### Problem statement:
Pick out each row below that contains the string "cabinet" and copy those rows in full. Treat uppercase and lowercase as different.

### The records:
========

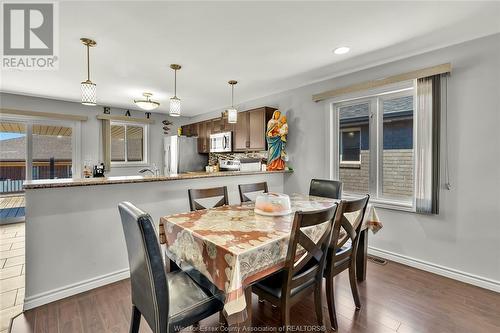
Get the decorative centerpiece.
[266,110,288,171]
[254,193,292,216]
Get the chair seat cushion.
[167,271,223,327]
[252,259,318,298]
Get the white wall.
[0,93,189,176]
[193,34,500,290]
[24,173,289,310]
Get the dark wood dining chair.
[118,202,223,333]
[309,179,342,199]
[238,182,269,203]
[188,186,229,212]
[324,195,370,330]
[252,205,337,331]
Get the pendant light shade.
[169,64,181,117]
[226,80,238,124]
[134,93,160,111]
[81,80,97,106]
[169,96,181,117]
[80,38,97,106]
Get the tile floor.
[0,223,24,333]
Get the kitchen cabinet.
[233,112,250,151]
[189,123,198,136]
[188,107,276,154]
[181,125,190,136]
[248,108,266,150]
[233,107,276,151]
[212,118,223,133]
[198,122,208,153]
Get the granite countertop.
[23,170,293,190]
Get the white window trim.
[0,115,82,180]
[339,127,361,166]
[109,120,149,168]
[325,81,418,212]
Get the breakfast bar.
[24,171,290,309]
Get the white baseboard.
[24,268,130,310]
[24,246,500,310]
[368,246,500,292]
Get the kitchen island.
[24,171,290,309]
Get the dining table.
[159,194,382,325]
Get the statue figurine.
[266,110,288,171]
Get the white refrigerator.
[163,135,208,175]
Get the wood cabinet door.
[248,108,266,150]
[222,118,234,132]
[233,112,250,151]
[198,122,207,153]
[212,119,223,133]
[189,123,198,136]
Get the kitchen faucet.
[139,163,159,176]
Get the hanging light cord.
[87,44,90,81]
[231,84,234,109]
[174,69,177,97]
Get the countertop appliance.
[163,135,208,175]
[219,159,240,171]
[93,163,105,178]
[240,158,262,172]
[210,132,233,153]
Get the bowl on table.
[254,192,292,216]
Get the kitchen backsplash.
[208,151,267,165]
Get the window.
[0,116,80,194]
[111,122,147,165]
[332,87,415,208]
[340,128,361,164]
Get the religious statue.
[266,110,288,171]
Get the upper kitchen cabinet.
[233,107,276,151]
[189,107,276,154]
[233,112,250,151]
[197,120,212,153]
[212,118,224,134]
[181,123,198,136]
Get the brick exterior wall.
[339,149,413,199]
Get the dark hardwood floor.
[12,262,500,333]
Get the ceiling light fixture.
[134,93,160,111]
[226,80,238,124]
[169,64,182,117]
[80,38,97,106]
[333,46,351,54]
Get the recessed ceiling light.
[333,46,351,54]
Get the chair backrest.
[330,194,370,254]
[118,202,169,332]
[309,179,342,199]
[188,186,229,212]
[238,182,269,202]
[282,204,337,293]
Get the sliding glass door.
[31,124,73,179]
[0,120,27,195]
[0,119,76,185]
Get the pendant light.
[134,93,160,111]
[226,80,238,124]
[169,64,181,117]
[80,38,97,106]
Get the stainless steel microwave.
[210,132,233,153]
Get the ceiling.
[1,1,500,116]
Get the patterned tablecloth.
[160,195,382,323]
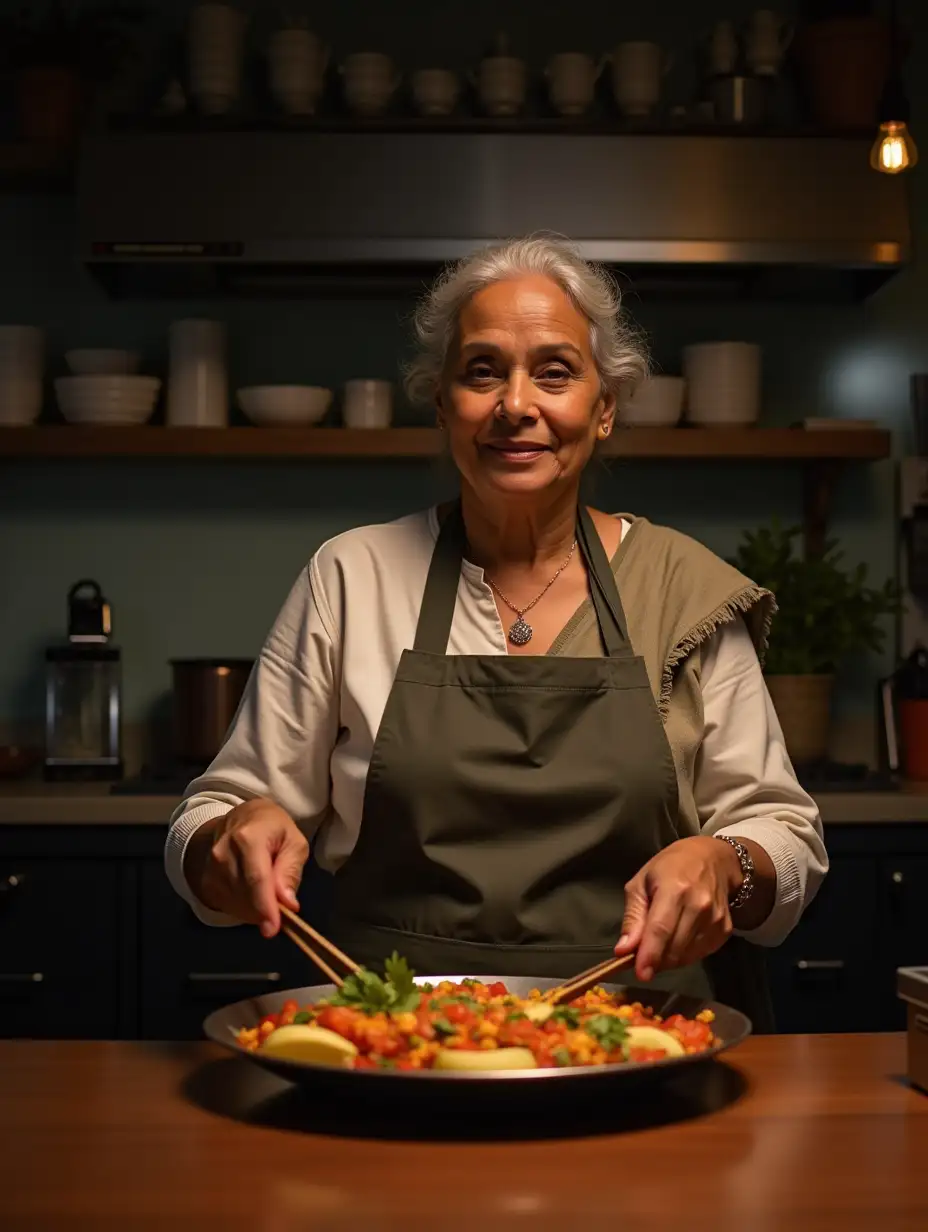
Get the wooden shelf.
[0,425,890,463]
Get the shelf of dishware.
[0,425,891,463]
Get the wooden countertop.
[0,1035,928,1232]
[0,780,928,827]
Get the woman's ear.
[596,393,615,440]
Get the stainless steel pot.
[171,659,254,765]
[711,76,769,124]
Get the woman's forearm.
[726,839,776,933]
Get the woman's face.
[438,276,615,499]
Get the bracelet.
[715,834,754,912]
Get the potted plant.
[0,0,142,148]
[794,0,892,129]
[730,521,900,765]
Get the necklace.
[487,540,577,646]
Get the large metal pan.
[203,976,751,1098]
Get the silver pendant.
[509,616,534,646]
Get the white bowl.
[64,347,142,377]
[60,407,154,428]
[619,377,686,428]
[235,386,332,428]
[54,376,161,424]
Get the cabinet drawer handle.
[187,971,280,984]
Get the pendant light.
[870,0,918,175]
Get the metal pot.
[711,76,768,124]
[171,659,254,765]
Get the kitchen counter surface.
[0,781,928,825]
[0,1035,928,1232]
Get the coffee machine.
[44,578,122,781]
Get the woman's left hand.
[615,835,742,981]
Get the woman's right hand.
[184,800,309,936]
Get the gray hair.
[405,233,648,403]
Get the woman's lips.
[487,441,551,464]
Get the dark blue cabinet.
[0,824,928,1040]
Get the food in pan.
[237,955,717,1072]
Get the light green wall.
[0,0,928,734]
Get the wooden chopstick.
[277,903,361,988]
[541,952,635,1005]
[281,924,344,988]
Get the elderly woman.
[166,237,827,1027]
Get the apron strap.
[413,500,467,654]
[413,500,630,657]
[577,505,631,658]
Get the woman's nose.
[497,368,536,419]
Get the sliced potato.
[625,1026,685,1057]
[261,1023,357,1069]
[435,1048,539,1071]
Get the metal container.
[171,659,254,765]
[896,967,928,1093]
[711,76,769,124]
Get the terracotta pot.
[898,697,928,782]
[794,17,892,129]
[767,675,834,765]
[16,67,88,149]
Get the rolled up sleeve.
[694,620,828,946]
[164,563,338,925]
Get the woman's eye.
[467,363,493,381]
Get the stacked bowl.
[54,351,161,426]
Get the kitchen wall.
[0,0,928,755]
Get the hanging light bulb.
[870,121,918,175]
[870,2,918,175]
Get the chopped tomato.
[319,1005,364,1044]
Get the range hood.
[78,129,911,298]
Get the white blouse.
[165,509,828,945]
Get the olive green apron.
[329,505,760,1015]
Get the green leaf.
[548,1005,580,1031]
[328,952,421,1014]
[730,520,902,675]
[584,1014,629,1052]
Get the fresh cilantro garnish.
[328,952,421,1014]
[550,1005,580,1031]
[439,993,483,1010]
[584,1014,629,1052]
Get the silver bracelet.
[715,834,754,912]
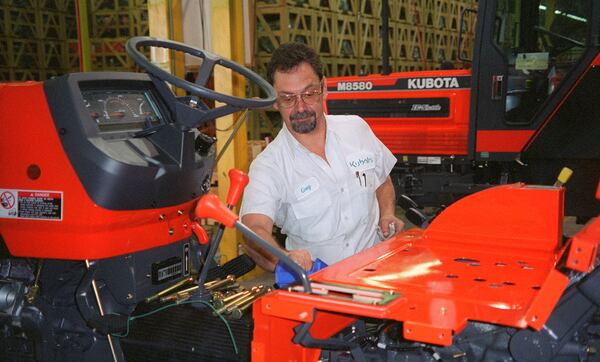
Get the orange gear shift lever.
[227,168,249,209]
[196,194,238,228]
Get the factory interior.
[0,0,600,362]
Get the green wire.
[112,300,239,354]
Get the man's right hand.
[286,249,313,270]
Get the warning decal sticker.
[0,189,63,221]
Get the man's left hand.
[379,215,404,239]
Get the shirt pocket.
[291,192,331,220]
[352,169,377,222]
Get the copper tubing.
[145,277,194,303]
[213,290,251,309]
[230,288,271,319]
[204,274,235,290]
[215,285,263,314]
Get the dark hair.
[267,43,323,84]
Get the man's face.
[273,63,323,134]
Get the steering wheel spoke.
[195,57,217,87]
[125,37,275,130]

========

### Result below:
Get the kitchen cabinet.
Get the wood cabinet door.
Get the upper kitchen cabinet.
Get the cabinet drawer handle.
Get the dark blue cabinet.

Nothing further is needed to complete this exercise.